▶ TO DO: Output the data below as a Markdown table with two columns, "Row" for a running number and "Data line" for the line itself, skipping blank lines. Leave the pictures out of the answer.
Start of RECORD EXCERPTS
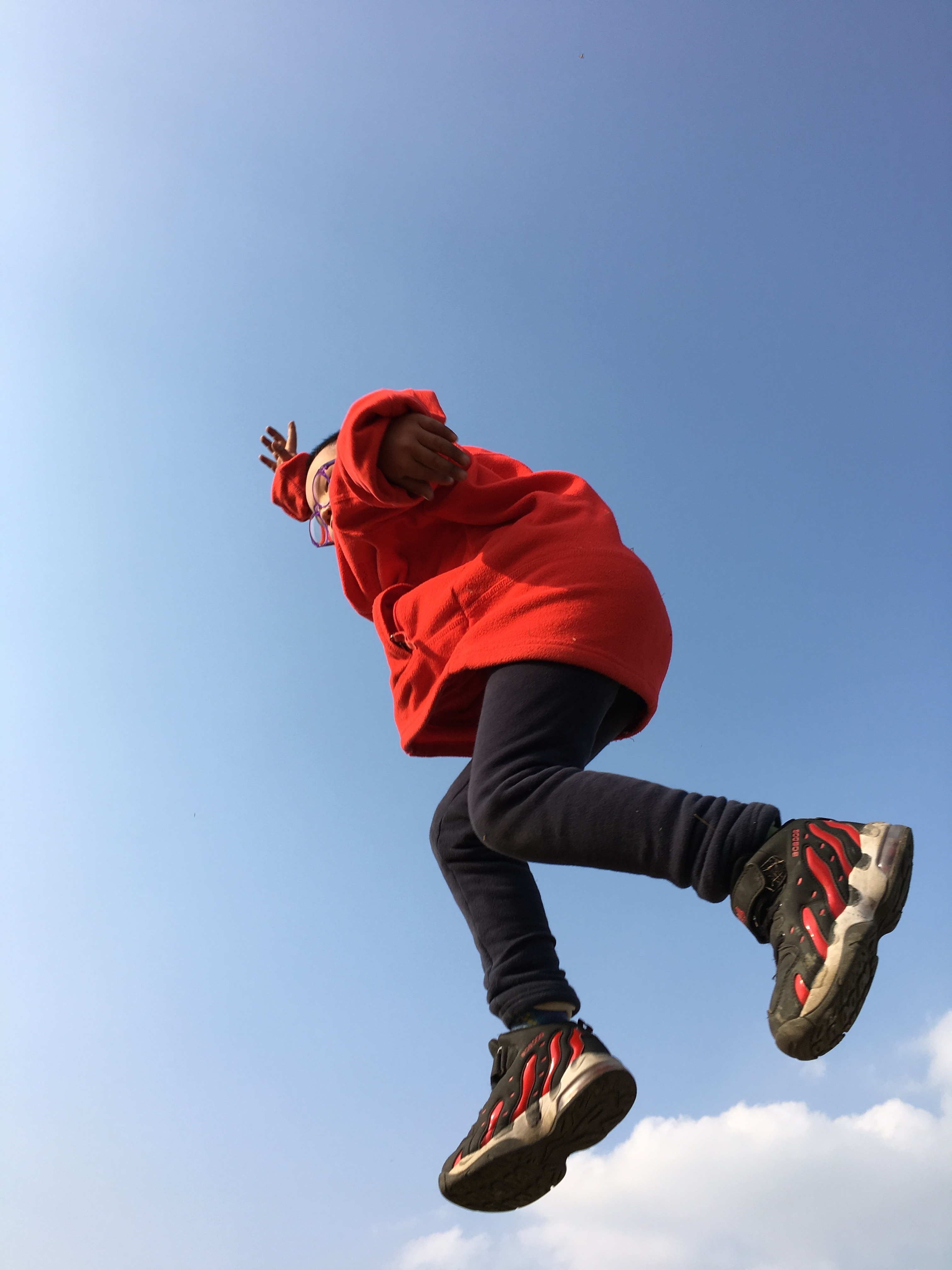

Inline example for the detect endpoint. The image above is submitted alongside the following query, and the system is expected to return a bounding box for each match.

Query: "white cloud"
[397,1226,490,1270]
[401,1012,952,1270]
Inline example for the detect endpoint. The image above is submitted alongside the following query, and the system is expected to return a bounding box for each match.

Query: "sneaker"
[731,819,913,1059]
[439,1019,637,1213]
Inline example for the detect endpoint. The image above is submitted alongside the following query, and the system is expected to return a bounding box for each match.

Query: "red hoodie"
[272,390,672,757]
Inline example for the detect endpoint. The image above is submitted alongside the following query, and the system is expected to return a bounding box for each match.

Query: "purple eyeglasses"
[307,459,335,547]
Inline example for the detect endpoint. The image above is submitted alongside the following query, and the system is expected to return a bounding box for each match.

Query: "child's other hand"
[258,419,297,471]
[377,414,472,499]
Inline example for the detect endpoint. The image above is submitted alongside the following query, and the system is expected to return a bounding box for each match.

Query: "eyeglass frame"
[307,459,336,547]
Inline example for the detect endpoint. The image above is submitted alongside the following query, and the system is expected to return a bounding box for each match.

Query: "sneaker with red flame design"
[439,1019,637,1213]
[731,818,913,1059]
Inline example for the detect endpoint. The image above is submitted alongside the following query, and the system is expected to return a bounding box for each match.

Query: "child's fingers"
[414,414,460,442]
[416,432,472,469]
[412,444,466,484]
[401,476,433,503]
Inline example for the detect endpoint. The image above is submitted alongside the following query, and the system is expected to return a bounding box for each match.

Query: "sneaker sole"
[439,1054,637,1213]
[769,823,913,1061]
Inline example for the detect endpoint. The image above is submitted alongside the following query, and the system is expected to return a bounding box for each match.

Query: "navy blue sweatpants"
[430,662,779,1027]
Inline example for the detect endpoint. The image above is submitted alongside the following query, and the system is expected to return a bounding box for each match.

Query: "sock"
[510,1001,575,1031]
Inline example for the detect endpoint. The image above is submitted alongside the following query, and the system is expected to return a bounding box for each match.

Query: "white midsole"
[449,1054,626,1177]
[800,821,905,1019]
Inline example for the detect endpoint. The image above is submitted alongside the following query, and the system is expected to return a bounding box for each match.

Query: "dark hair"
End of RECORD EXCERPTS
▶ ANSWER:
| Row | Data line |
|---|---|
| 1 | Inline example for the detect endpoint. The image above is submitted alongside the following query, and the system is expected to return a bounding box for each match. |
| 2 | Query: "white cloud" |
| 3 | [397,1226,490,1270] |
| 4 | [401,1012,952,1270] |
| 5 | Inline example for the detect endpoint. The image above is submitted alongside the following query, and the system is expected to return a bounding box for each match. |
| 6 | Query: "sneaker" |
| 7 | [731,819,913,1059] |
| 8 | [439,1019,637,1213] |
| 9 | Inline example for the detect endpoint. The image above is submitted alongside the following query, and the system is expected to return a bounding box for each match. |
| 10 | Query: "red hoodie" |
| 11 | [272,390,672,757] |
| 12 | Inline example for the detect endpoint. The image above is submitted alongside the following query, and the system is expected to return a bounding box for each match. |
| 13 | Query: "purple eyeglasses" |
| 14 | [307,459,335,547] |
| 15 | Inline example for the detect endpoint. The image above is submitted alongside the following query, and the system is expected to return a bounding box for each match. |
| 16 | Query: "child's other hand" |
| 17 | [258,419,297,471] |
| 18 | [377,414,472,499] |
| 19 | Inline example for the detect endpoint. The image above is submitted alongside the following query, and the system is expected to return a bounding box for each match. |
| 20 | Query: "eyeglass frame" |
| 21 | [307,459,336,547] |
| 22 | Inline example for the detect endpoint. The image above is submitted alongside the following query, and the system is expected to return a bounding box for each match. |
| 23 | Query: "sneaker with red flame design" |
| 24 | [439,1019,637,1213] |
| 25 | [731,818,913,1059] |
| 26 | Inline example for the detect endpoint. The image above is submitted alongside the following query, and the system is expected to return a bounding box for each match. |
| 27 | Query: "child's fingers" |
| 28 | [414,414,460,442] |
| 29 | [416,432,472,469] |
| 30 | [412,444,466,484] |
| 31 | [401,476,433,503] |
| 32 | Inline example for the detect endpoint. The image above is submitted alongside the following query, and the system is expected to return a bounding box for each match. |
| 33 | Query: "sneaker sole" |
| 34 | [439,1054,637,1213] |
| 35 | [769,823,913,1061] |
| 36 | Inline example for the detect endpoint. The image above is submitted alongside the following query, and the system is expected to return a bounding box for each match. |
| 37 | Query: "navy blue sweatpants" |
| 38 | [430,662,779,1027] |
| 39 | Inline example for the detect endpoint. The image above is submitted alongside the following query, and the system is expected to return a bounding box for each match. |
| 40 | Query: "sock" |
| 41 | [510,1001,575,1031] |
| 42 | Inline example for the detect endpoint. The image above is submitted alongside the following query, and the system is expected to return a bounding box for each match. |
| 43 | Query: "white midsole" |
| 44 | [449,1054,626,1177] |
| 45 | [800,821,905,1019] |
| 46 | Inline example for the detect endpoint. The image above is submitted alongside the following query, and the system is expected to return a bounding box for each match. |
| 47 | Query: "dark hair" |